▸ **Extracted entries**
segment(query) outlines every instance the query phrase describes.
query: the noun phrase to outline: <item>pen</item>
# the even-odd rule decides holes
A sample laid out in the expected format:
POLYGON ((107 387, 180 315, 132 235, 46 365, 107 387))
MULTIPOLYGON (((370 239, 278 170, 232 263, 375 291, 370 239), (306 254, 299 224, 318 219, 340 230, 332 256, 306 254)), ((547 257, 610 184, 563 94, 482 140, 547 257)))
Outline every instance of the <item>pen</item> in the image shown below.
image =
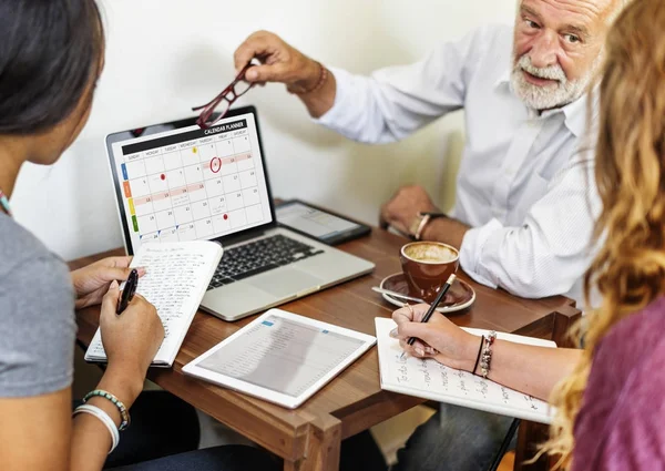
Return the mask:
POLYGON ((127 278, 127 283, 125 283, 124 289, 120 294, 115 314, 122 314, 122 311, 127 308, 127 305, 134 297, 134 293, 136 293, 136 286, 139 286, 139 272, 136 272, 136 268, 134 268, 130 273, 130 277, 127 278))
MULTIPOLYGON (((430 319, 430 317, 432 317, 432 314, 434 314, 434 311, 437 310, 437 306, 439 306, 439 304, 443 300, 443 298, 446 297, 446 294, 448 293, 448 290, 454 283, 456 278, 457 278, 457 276, 454 276, 454 274, 450 275, 450 277, 448 277, 448 281, 446 281, 446 285, 443 285, 441 287, 439 295, 437 295, 437 299, 434 299, 434 301, 431 304, 430 308, 424 314, 424 317, 422 318, 421 322, 427 322, 430 319)), ((407 341, 408 345, 413 345, 415 342, 416 342, 416 337, 411 337, 407 341)), ((405 358, 405 354, 406 352, 402 351, 400 359, 405 358)))

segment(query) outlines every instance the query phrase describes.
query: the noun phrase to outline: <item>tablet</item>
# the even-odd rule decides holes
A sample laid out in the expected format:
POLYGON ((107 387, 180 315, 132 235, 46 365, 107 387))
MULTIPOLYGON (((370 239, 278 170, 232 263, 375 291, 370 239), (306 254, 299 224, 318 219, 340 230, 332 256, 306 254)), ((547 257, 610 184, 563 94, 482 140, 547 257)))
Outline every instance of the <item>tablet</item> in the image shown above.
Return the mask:
POLYGON ((282 203, 275 215, 280 225, 328 245, 341 244, 371 232, 366 224, 298 199, 282 203))
POLYGON ((183 371, 295 409, 376 341, 372 336, 270 309, 183 371))

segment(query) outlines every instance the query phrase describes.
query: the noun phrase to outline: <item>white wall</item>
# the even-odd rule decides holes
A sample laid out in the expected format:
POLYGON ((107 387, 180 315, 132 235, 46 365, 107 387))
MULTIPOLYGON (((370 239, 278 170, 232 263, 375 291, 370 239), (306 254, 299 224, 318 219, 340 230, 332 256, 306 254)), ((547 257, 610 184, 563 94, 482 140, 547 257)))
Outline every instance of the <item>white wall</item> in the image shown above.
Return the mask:
MULTIPOLYGON (((484 22, 511 22, 514 2, 105 0, 106 68, 90 122, 57 165, 22 170, 12 197, 17 218, 65 259, 121 246, 105 134, 191 115, 192 105, 231 81, 234 49, 257 29, 326 64, 368 73, 416 61, 437 41, 484 22)), ((370 223, 401 184, 418 182, 450 203, 443 155, 449 133, 461 130, 459 115, 398 144, 364 146, 313 124, 280 85, 254 90, 246 102, 259 111, 276 196, 370 223)))

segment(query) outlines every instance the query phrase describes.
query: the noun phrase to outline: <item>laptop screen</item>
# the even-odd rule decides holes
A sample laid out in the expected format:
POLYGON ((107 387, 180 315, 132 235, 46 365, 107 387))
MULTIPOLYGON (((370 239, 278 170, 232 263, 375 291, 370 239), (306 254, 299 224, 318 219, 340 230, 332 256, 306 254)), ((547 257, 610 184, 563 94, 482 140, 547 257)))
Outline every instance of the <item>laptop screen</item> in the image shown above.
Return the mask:
POLYGON ((273 222, 252 110, 209 130, 171 123, 109 136, 130 253, 147 242, 214 239, 273 222))

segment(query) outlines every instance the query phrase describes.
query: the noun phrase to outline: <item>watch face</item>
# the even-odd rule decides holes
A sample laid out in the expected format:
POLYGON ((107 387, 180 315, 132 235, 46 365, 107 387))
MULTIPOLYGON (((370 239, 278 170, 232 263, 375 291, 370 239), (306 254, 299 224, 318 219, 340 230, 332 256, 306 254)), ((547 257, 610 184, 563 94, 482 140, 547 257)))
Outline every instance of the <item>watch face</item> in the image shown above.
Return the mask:
POLYGON ((423 217, 424 216, 422 214, 418 213, 418 215, 411 223, 411 226, 409 226, 409 234, 416 235, 418 233, 418 227, 420 227, 420 223, 422 222, 423 217))

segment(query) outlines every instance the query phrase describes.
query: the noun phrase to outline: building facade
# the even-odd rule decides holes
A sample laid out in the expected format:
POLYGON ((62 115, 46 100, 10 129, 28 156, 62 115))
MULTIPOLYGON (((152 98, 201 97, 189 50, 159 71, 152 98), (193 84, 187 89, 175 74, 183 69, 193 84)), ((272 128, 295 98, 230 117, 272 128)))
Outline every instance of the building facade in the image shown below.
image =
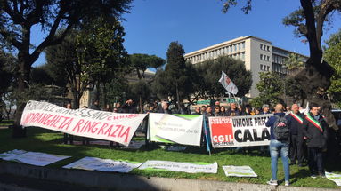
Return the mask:
MULTIPOLYGON (((259 94, 256 89, 256 84, 259 82, 259 73, 274 71, 286 75, 285 60, 290 53, 294 52, 273 46, 270 41, 248 36, 186 53, 184 58, 192 64, 215 60, 222 55, 242 60, 246 69, 252 73, 252 86, 247 97, 255 98, 259 94)), ((299 55, 304 58, 304 61, 306 60, 306 56, 299 55)))

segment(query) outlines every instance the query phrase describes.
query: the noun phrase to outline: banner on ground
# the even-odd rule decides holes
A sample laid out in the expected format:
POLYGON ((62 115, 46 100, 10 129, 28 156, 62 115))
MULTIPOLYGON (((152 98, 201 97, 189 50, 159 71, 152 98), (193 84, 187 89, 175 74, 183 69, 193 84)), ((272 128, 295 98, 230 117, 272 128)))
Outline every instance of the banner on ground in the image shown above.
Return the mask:
POLYGON ((141 166, 142 163, 129 161, 113 161, 95 157, 84 157, 75 163, 63 166, 65 169, 81 169, 86 171, 129 172, 141 166))
POLYGON ((20 124, 128 146, 145 116, 146 114, 118 114, 87 108, 68 109, 47 102, 30 100, 26 104, 20 124))
POLYGON ((15 161, 36 166, 46 166, 71 156, 57 155, 38 152, 27 152, 24 150, 12 150, 0 154, 0 158, 5 161, 15 161))
POLYGON ((187 173, 214 173, 218 171, 218 164, 207 163, 178 163, 171 161, 146 161, 140 170, 166 170, 187 173))
POLYGON ((202 115, 150 114, 151 141, 200 146, 202 115))
POLYGON ((270 143, 265 123, 273 115, 208 117, 213 147, 264 146, 270 143))
POLYGON ((223 166, 227 177, 257 177, 249 166, 223 166))
POLYGON ((326 178, 331 181, 334 181, 337 186, 341 186, 341 174, 325 172, 326 178))

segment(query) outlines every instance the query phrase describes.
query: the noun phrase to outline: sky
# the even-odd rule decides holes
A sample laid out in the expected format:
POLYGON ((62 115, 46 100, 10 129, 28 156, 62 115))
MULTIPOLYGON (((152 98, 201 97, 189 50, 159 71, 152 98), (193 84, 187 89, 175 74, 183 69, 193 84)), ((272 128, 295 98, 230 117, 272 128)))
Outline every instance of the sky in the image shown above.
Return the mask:
MULTIPOLYGON (((240 10, 246 0, 222 12, 221 0, 134 0, 130 13, 122 15, 125 48, 129 54, 146 53, 166 59, 171 42, 178 41, 185 52, 197 51, 236 37, 254 36, 272 45, 309 56, 307 44, 294 36, 293 27, 285 27, 282 20, 299 8, 298 0, 254 0, 252 11, 240 10), (285 3, 282 3, 285 2, 285 3)), ((323 40, 341 28, 340 14, 334 15, 332 28, 325 31, 323 40)), ((34 28, 33 42, 44 35, 34 28)), ((45 63, 42 54, 35 66, 45 63)))

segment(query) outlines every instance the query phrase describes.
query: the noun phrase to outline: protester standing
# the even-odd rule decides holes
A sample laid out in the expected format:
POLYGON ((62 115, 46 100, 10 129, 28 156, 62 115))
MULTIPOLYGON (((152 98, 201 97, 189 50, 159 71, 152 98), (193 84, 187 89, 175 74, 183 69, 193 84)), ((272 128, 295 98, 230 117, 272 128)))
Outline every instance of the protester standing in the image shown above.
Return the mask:
POLYGON ((298 110, 298 105, 291 106, 291 112, 287 115, 288 124, 290 129, 290 165, 303 166, 304 162, 304 139, 303 139, 303 119, 304 115, 298 110))
POLYGON ((226 111, 227 116, 239 116, 240 115, 240 111, 237 108, 236 103, 231 103, 230 108, 226 111))
POLYGON ((194 112, 191 115, 201 115, 200 107, 195 107, 194 112))
POLYGON ((158 110, 158 113, 161 113, 161 114, 172 114, 172 111, 169 110, 169 105, 167 102, 166 101, 162 101, 161 102, 161 108, 159 110, 158 110))
POLYGON ((312 178, 325 177, 322 154, 327 149, 328 123, 319 112, 319 106, 311 103, 310 112, 303 122, 303 134, 307 139, 308 165, 312 178))
MULTIPOLYGON (((67 109, 72 109, 72 105, 71 103, 68 103, 66 105, 66 108, 67 109)), ((70 145, 73 145, 73 135, 70 135, 70 134, 68 134, 68 133, 64 133, 64 144, 68 144, 68 140, 69 141, 69 144, 70 145)))
POLYGON ((267 183, 273 186, 278 185, 277 163, 278 157, 280 155, 284 169, 285 186, 288 186, 290 176, 288 165, 289 130, 288 120, 285 117, 285 113, 283 113, 283 105, 276 105, 274 115, 269 118, 265 125, 270 127, 270 155, 272 174, 271 180, 267 183))

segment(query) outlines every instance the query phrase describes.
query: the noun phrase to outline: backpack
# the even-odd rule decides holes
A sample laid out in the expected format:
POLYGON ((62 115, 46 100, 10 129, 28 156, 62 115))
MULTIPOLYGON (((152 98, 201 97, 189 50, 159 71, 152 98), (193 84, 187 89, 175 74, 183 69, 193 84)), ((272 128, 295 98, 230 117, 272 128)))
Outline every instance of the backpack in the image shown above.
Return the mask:
POLYGON ((275 115, 276 121, 273 123, 273 134, 278 140, 288 140, 289 128, 285 116, 275 115))

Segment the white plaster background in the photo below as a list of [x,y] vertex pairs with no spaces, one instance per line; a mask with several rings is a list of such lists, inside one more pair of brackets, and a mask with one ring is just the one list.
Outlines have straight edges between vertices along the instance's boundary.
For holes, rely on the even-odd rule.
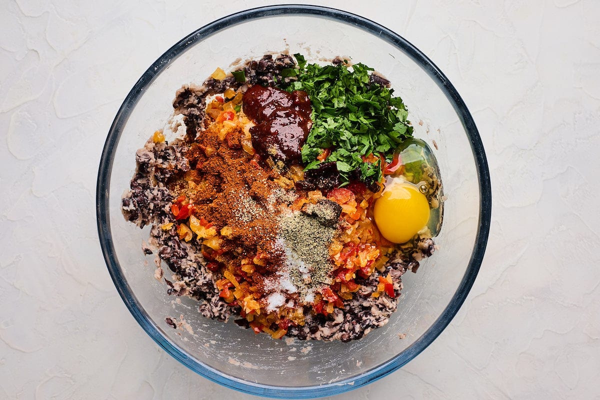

▸ **Task prompt**
Rewrite the lines from the start through the one containing "POLYGON ((127 278, 127", changing "pen" to "marker" and leaving everything else as it is. Leave the pictures out.

▸ **Written answer**
segment(query) outlines every instance the query phrase describes.
query: the noun phrase to outline: <item>marker</item>
# the even-odd rule decides holes
A sample laid out in the expected format:
POLYGON ((107 387, 180 315, 132 235, 46 365, 107 387))
MULTIPOLYGON (((370 239, 278 170, 232 263, 375 291, 370 239), (306 254, 299 224, 318 219, 340 230, 332 256, 306 254)), ((547 257, 610 184, 563 94, 482 140, 547 257)))
Outline every instance of the <item>marker</item> in the image shown below.
image =
Return the mask:
POLYGON ((127 278, 127 283, 125 283, 124 289, 120 294, 115 314, 122 314, 122 311, 127 308, 127 305, 134 297, 134 293, 136 293, 136 286, 139 286, 139 272, 136 272, 136 268, 134 268, 130 273, 130 277, 127 278))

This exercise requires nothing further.